How many lines of the material below contain the string "slope", matching case exactly? Reply with the number alone.

# DATASET EXTRACT start

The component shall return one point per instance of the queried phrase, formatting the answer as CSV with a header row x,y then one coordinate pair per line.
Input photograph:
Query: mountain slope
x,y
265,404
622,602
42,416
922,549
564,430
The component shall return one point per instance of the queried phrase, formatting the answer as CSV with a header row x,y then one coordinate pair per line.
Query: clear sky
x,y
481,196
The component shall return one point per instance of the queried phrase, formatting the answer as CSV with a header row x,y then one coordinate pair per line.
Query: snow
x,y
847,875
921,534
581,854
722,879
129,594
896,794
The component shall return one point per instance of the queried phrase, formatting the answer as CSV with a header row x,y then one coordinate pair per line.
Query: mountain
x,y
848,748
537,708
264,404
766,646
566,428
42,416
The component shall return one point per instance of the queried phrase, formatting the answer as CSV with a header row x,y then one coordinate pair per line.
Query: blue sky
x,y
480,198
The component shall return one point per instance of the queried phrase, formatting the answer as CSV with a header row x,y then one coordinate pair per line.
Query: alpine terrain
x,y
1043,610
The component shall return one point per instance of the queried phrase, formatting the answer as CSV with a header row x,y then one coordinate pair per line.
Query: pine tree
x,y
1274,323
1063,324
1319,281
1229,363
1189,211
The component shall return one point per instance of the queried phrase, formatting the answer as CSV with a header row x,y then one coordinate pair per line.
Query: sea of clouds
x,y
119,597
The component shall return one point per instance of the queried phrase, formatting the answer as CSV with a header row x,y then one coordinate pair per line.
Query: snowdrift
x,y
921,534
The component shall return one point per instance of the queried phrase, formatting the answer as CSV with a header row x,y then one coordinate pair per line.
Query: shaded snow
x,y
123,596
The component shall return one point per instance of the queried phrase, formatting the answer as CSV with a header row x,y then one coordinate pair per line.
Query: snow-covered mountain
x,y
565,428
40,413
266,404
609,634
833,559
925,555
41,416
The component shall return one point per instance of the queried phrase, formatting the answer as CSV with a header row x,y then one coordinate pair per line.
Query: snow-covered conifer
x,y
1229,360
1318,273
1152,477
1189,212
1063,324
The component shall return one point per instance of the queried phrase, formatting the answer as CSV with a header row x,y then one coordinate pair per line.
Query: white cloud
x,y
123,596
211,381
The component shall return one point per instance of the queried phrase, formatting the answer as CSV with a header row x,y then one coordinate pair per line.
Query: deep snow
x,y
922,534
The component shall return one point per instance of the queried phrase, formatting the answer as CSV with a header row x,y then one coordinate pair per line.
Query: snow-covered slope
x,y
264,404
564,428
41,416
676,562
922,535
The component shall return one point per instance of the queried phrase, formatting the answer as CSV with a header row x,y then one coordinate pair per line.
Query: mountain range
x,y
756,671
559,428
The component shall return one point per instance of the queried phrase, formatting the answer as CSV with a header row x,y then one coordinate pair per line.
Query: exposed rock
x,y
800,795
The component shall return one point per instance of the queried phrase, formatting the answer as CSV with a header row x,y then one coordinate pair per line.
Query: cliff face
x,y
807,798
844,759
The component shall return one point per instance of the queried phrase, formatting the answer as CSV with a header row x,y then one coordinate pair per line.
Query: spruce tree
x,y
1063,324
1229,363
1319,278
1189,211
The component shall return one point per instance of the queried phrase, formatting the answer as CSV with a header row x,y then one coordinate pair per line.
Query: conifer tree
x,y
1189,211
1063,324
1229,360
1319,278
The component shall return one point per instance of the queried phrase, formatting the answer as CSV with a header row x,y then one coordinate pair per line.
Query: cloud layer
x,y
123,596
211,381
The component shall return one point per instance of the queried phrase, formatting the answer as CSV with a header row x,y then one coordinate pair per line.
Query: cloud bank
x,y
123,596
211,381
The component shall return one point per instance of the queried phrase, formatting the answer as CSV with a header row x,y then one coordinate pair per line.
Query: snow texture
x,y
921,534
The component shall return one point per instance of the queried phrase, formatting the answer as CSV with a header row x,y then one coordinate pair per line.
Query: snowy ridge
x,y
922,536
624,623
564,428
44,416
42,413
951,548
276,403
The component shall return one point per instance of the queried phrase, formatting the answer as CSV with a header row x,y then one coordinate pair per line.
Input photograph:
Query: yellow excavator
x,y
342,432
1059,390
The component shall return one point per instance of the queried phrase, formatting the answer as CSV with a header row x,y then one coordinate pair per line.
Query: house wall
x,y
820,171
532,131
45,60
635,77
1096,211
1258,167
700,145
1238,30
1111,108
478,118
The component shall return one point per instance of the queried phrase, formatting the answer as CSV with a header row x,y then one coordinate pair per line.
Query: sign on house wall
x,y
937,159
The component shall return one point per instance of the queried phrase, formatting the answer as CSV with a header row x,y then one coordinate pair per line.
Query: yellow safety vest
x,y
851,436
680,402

# DATASET EXTRACT end

RESULT BELOW:
2